*AIM*. Count the lines in the items below that contain the string "building". Reply with the count alone.

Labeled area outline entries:
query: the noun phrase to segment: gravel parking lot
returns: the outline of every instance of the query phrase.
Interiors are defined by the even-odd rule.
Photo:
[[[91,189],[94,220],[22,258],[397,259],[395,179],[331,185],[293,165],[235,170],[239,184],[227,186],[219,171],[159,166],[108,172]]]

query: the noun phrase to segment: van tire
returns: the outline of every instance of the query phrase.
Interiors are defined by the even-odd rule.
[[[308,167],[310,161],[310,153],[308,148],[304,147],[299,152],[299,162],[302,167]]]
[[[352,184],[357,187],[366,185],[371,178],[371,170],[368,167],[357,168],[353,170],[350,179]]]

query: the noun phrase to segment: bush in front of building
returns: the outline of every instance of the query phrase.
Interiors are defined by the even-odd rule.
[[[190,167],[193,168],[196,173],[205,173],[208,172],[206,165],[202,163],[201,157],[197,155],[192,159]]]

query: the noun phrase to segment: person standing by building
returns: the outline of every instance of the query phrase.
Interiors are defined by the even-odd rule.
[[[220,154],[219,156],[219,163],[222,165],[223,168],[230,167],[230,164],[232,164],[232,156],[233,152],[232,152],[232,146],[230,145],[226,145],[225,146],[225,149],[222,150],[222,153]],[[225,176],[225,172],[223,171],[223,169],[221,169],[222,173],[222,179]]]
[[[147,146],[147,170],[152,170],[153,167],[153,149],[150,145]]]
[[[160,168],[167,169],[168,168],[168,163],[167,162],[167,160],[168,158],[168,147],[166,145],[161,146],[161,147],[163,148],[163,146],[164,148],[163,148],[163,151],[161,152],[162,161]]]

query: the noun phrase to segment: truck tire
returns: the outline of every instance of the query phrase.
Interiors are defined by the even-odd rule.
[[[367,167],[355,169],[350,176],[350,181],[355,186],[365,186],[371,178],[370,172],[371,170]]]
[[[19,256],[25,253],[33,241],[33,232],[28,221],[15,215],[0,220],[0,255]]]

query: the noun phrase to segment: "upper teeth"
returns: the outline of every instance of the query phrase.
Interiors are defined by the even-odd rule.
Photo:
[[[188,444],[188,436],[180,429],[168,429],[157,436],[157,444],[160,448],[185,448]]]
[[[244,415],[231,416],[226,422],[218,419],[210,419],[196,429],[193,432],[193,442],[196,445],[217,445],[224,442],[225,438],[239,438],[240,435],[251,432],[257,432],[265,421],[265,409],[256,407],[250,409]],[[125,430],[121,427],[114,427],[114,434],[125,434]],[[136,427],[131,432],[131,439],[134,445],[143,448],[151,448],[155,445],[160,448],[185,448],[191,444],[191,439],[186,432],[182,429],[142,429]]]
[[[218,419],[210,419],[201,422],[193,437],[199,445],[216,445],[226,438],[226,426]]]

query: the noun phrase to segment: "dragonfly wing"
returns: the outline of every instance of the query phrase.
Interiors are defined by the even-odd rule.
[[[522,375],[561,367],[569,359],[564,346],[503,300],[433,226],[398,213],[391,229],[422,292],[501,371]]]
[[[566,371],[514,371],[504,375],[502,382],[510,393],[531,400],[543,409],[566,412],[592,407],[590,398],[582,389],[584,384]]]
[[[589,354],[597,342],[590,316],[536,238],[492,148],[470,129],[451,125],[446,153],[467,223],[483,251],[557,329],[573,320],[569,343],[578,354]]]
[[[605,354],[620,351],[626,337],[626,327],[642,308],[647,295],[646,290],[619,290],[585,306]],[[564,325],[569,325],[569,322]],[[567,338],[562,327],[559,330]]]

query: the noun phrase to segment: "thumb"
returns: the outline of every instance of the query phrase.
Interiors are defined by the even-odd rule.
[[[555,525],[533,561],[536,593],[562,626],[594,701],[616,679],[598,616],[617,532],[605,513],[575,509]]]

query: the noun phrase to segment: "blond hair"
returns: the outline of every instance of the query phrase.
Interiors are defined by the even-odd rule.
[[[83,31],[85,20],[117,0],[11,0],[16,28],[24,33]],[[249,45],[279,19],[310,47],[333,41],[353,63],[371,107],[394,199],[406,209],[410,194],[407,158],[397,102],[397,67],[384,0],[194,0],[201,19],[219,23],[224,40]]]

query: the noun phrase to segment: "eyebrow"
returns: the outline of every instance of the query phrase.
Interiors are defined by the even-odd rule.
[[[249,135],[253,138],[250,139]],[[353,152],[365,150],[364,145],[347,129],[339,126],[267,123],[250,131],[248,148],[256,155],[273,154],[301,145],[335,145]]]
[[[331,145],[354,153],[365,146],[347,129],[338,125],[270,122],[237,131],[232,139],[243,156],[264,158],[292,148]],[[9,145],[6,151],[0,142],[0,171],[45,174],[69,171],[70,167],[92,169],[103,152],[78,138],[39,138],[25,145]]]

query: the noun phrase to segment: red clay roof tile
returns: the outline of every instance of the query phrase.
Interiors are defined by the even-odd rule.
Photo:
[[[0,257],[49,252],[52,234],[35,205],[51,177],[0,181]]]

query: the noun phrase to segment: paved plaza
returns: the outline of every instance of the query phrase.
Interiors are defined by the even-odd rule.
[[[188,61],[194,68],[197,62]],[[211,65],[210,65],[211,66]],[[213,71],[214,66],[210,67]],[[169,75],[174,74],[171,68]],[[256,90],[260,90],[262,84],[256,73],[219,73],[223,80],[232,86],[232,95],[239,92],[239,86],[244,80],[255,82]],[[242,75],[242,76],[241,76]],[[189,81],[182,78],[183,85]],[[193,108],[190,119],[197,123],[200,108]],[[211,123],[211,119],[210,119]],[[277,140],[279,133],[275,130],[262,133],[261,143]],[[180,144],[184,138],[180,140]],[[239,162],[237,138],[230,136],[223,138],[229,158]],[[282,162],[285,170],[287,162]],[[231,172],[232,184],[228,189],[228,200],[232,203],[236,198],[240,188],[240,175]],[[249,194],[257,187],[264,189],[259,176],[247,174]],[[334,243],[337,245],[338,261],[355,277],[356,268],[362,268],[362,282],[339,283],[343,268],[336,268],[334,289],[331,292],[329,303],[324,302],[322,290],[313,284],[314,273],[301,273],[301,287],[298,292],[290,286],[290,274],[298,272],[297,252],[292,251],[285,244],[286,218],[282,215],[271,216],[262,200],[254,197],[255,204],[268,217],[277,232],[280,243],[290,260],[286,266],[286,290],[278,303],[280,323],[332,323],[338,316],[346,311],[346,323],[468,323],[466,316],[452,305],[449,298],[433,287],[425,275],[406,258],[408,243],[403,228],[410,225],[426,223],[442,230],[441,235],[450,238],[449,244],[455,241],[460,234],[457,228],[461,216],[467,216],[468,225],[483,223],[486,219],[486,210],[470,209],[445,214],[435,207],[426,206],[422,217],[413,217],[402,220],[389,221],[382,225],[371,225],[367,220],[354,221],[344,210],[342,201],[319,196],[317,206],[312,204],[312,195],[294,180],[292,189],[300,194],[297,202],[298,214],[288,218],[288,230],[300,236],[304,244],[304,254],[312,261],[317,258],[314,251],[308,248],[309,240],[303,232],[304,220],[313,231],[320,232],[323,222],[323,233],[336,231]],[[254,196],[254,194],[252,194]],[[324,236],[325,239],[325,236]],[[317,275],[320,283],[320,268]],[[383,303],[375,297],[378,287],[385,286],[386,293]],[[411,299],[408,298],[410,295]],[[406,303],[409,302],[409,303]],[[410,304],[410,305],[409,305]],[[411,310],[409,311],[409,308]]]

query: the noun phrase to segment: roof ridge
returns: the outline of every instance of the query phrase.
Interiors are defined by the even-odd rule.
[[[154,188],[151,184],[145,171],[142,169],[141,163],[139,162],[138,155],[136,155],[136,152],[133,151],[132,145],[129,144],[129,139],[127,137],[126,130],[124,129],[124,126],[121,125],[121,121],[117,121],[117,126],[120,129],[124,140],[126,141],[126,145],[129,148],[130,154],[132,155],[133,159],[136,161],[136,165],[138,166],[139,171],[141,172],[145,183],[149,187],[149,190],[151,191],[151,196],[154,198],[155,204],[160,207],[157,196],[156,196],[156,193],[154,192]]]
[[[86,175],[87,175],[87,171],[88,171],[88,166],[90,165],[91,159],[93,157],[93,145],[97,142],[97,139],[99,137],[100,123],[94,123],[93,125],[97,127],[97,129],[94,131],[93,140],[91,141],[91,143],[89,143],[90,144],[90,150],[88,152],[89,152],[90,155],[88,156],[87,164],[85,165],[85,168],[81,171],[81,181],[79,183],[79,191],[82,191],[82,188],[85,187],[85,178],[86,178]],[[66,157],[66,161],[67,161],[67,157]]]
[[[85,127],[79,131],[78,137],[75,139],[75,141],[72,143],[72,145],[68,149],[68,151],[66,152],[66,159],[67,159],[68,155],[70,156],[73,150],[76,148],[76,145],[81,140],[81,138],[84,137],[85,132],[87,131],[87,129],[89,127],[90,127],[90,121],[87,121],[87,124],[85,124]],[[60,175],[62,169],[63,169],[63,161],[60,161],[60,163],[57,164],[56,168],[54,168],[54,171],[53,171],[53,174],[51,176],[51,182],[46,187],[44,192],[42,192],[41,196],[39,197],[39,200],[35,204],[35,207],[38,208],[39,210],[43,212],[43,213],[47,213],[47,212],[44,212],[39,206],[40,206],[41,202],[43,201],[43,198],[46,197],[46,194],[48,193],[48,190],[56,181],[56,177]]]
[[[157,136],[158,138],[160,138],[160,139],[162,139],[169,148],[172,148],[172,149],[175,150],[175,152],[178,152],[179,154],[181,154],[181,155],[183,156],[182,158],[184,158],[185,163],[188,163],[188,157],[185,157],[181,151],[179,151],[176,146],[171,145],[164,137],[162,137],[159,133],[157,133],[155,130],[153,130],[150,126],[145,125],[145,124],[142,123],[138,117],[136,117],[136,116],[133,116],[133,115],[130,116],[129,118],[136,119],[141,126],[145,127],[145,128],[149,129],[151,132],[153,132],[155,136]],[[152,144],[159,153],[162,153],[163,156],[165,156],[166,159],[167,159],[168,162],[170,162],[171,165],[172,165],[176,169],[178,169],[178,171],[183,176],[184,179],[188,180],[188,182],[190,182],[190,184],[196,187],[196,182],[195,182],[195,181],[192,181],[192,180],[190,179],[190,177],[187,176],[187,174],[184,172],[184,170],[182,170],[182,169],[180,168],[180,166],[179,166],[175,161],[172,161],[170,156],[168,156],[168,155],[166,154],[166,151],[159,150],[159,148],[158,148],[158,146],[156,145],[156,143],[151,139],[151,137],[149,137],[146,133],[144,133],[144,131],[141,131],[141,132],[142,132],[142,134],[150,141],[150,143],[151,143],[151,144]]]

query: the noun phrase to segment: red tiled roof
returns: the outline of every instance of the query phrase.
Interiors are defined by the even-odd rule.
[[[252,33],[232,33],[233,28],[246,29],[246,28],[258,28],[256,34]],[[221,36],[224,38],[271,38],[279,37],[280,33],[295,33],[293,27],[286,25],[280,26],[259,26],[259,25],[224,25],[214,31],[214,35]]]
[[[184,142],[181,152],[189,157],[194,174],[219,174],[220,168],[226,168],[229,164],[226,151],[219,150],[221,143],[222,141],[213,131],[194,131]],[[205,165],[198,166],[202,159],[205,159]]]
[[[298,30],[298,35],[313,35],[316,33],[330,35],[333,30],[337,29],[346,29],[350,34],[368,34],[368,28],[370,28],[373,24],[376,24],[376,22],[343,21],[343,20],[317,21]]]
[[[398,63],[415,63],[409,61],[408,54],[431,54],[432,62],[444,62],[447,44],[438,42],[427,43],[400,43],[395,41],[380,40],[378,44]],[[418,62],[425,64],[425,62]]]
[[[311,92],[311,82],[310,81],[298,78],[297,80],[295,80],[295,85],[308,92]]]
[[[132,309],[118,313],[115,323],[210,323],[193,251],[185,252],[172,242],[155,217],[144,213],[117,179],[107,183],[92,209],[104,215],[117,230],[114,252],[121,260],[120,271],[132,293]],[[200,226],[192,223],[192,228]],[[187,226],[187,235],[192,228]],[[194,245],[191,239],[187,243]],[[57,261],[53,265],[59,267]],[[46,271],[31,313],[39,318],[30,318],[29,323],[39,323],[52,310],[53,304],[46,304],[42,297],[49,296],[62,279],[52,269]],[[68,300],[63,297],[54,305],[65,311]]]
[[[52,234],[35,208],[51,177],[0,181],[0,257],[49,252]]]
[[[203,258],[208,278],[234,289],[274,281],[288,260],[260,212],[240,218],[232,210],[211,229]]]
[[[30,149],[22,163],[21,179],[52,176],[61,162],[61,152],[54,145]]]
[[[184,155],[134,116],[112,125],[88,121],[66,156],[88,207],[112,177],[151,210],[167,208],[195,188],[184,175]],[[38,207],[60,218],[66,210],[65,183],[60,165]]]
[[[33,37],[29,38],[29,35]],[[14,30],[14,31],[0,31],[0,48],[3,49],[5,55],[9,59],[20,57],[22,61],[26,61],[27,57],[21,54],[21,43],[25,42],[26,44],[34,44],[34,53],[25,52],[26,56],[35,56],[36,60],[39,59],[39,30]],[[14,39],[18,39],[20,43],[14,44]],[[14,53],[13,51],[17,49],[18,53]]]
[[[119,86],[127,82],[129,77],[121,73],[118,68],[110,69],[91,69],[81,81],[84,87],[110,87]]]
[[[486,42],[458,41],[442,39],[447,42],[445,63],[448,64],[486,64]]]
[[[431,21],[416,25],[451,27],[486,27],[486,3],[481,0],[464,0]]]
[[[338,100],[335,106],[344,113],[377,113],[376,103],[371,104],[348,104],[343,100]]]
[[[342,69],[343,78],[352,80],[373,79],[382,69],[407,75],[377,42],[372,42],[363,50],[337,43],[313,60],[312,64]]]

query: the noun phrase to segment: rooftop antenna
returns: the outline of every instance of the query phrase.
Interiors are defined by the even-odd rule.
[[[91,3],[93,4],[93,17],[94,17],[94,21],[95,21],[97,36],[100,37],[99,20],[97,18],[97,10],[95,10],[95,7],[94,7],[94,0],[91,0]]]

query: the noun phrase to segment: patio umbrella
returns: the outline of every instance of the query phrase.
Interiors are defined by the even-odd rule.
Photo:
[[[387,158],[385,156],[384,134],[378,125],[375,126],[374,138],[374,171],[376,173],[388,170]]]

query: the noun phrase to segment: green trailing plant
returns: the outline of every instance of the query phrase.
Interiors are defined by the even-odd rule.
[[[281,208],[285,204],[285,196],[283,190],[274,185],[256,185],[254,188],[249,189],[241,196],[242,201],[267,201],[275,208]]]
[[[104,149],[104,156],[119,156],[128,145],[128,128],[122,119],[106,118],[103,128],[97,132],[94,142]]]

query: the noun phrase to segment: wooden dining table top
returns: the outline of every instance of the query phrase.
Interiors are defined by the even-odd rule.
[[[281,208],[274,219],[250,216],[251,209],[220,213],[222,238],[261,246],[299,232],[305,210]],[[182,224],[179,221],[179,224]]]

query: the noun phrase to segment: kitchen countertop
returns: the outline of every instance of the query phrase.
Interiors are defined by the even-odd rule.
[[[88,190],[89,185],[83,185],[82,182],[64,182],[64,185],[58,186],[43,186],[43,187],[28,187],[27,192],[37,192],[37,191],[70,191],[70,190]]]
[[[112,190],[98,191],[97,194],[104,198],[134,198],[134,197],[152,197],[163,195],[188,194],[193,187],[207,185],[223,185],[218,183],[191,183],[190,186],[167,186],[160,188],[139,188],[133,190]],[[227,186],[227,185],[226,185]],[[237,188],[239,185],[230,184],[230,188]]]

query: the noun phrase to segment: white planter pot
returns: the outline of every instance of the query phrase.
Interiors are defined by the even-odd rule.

*ANSWER FOR THIS EXERCISE*. 2